## Passage for review
US nonfarm payroll employment spiked by 336,000 in September from an upwardly revised 227,000 the previous month, the US Bureau of Labor Statistics (BLS) reported on Friday. The robust payroll numbers almost doubled from the 170,000 expected in a poll of economists by the Wall Street Journal and sharply higher from August’s preliminary reading of 187,000. Meanwhile, the unemployment rate was steady at 3.8%, broadly in line with economists’ forecasts. However, in some good news for the markets, the average hourly earnings rose by a tiny 0.2% in September, the least in 18 months, slowing to 4.2% from a 4.3% increase last year.


US Nonfarm Payrolls- October 2022- September 2023

September’s nonfarm payrolls registered the sharpest jump since January, even as the US economy added more jobs in July and August than previously estimated, indicating the resilience of the labor market and the broader economy. The job growth in August was revised from 187,000 to 227,000, and the July employment numbers were raised from 157,000 to 236,000.

The solid labor market report comes 18 months after the US Central Bank began lifting interest rates to cool demand, and while policymakers ponder the future course of action for the remainder of the year, the surprise increase in hiring could complicate the Federal Reserve’s decision on when it should stop raising rates. According to Fed Funds futures data, the shock increase in the payroll numbers raised the likelihood of a 25-basis points rate hike on November 1st.

The other highlights of the US nonfarm payrolls data-

The labor statistics come from two monthly surveys- The household and the establishment surveys. The first survey measures the status of the labor force, including unemployment by demographic characteristics, and the latter measures nonfarm employment, hours, and industrywise earnings. Let’s look at them separately-

The household survey disclosed the number of unemployed individuals at 6.4 million, the same as the previous month. Of this, those unemployed over the long term or without a job for 27 weeks or more were at 1.2 million in September, accounting for 19.1% of the total unemployed. In addition, the number of individuals employed part-time was at 4.1 million, almost flat month-on-month. These people would have preferred full-time jobs but worked part-time because their hours had been reduced or they could not find full-time employment.

Among the major worker groups, the unemployment rates for adult men stood at 3.8%, adult women at 3.1%, teenagers at 11.6%, whites at 3.4%, blacks at 5.7%, Asians at 2.8%, and Hispanics at 4.6%. The labor force participation rate was 62.8%, and the employment-population ratio was 60.4%, unchanged month-on-month.

The establishment survey showed payrolls increasing by 336,000 in September, above the 12-month average of 267,000. Job gains were seen in leisure and hospitality, government, healthcare, technical services, social assistance, and other fields. On the other hand, employment in transportation and warehousing was little changed from the previous month.

The average hourly earnings for employees on private nonfarm payrolls increased by 7 cents, or 0.2%, to $33.88, recording an annual average hourly earnings rate of 4.2%. Lastly, the average workweek for all private sector employees was unchanged at 34.4 hours in September.

Source: The Employment Situation - September 2023 (bls.gov)


Economists’ response to the US nonfarm payroll data

Brian Coulton, the chief economist of Fitch Ratings, believes the labor market will not cool from continuing job market growth, keeping upward pressure on wages and driving the Fed to keep raising interest rates.

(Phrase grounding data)
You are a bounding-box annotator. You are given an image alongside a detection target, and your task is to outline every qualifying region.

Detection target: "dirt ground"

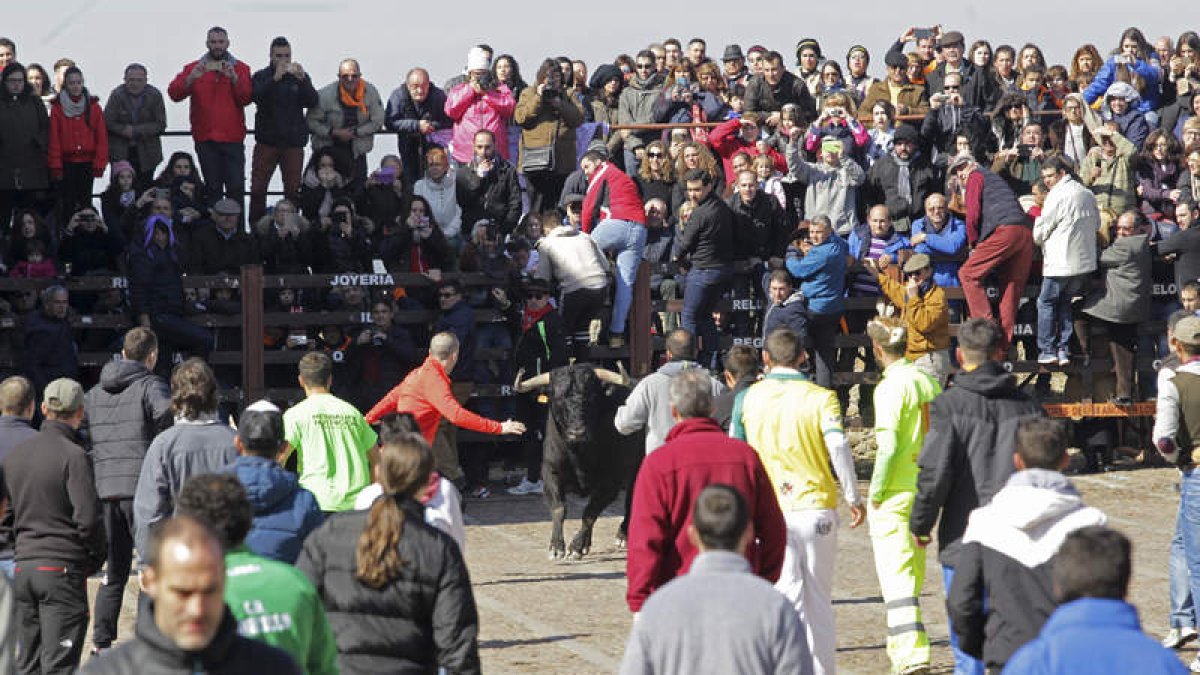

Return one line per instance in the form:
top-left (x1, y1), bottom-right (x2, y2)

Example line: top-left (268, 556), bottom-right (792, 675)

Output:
top-left (88, 456), bottom-right (1195, 674)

## To do
A – In the article on the September jobs report, to what figure was the July employment number raised?
B – Write the next part of the article on the September jobs report.
The records have no connection to the text.

## Exercise results
A – The July figure was raised from 157,000 to 236,000.

B –
Robert Frick, the chief corporate economist at Navy Federal Credit Union, predicted a sharp increase in the September employment numbers. His analysis was based on the third-quarter gross domestic product (GDP) figures and the number of individuals entering the workforce drawn by higher wages.

According to Kathy Bostjancic, the chief economist at Nationwide, bond yields are soaring, the dollar remains strong, and the equity markets are volatile, an indication of tightening financial conditions. Although it does some of the work for the Fed, she believes the rate hikes will continue. 


Market reaction to the private-sector payroll news

The US stock markets reversed the Friday morning declines to stage a surprise rally. Stocks initially sold off after the robust jobs report amid fears that the Fed will continue raising interest rates and wreck the economy but rebounded intraday on short covering. The Dow Jones Industrial Average closed 0.87% higher at 33,407.58, a four-day high; the S&P 500 rose 1.18% to 4,308.50, registering the highest weekly close, and the Nasdaq 100 jumped 1.7% to end Friday’s session at 14,973.24, the best closing since September 19th. Some analysts think the rally could be seasonal after a rough September and amid optimism that the corporate earnings recession could be behind us.

US Treasury yields rose on Friday after the better-than-expected employment report drove investors to sell government bonds amid expectations that interest rates will continue to climb. The yield on the 2-year Treasury was up 6-basis points to 5.085%, while the yield on the benchmark 10-year note surged 8-basis points to 4.799%, pulling back from 16-year highs of 4.887%. Meanwhile, the 30-year bond yield rose 8.1 basis points to 4.974%.

The US Treasury and the broader US bond markets will remain closed on October 9th for Columbus Day and Indigenous Peoples Day.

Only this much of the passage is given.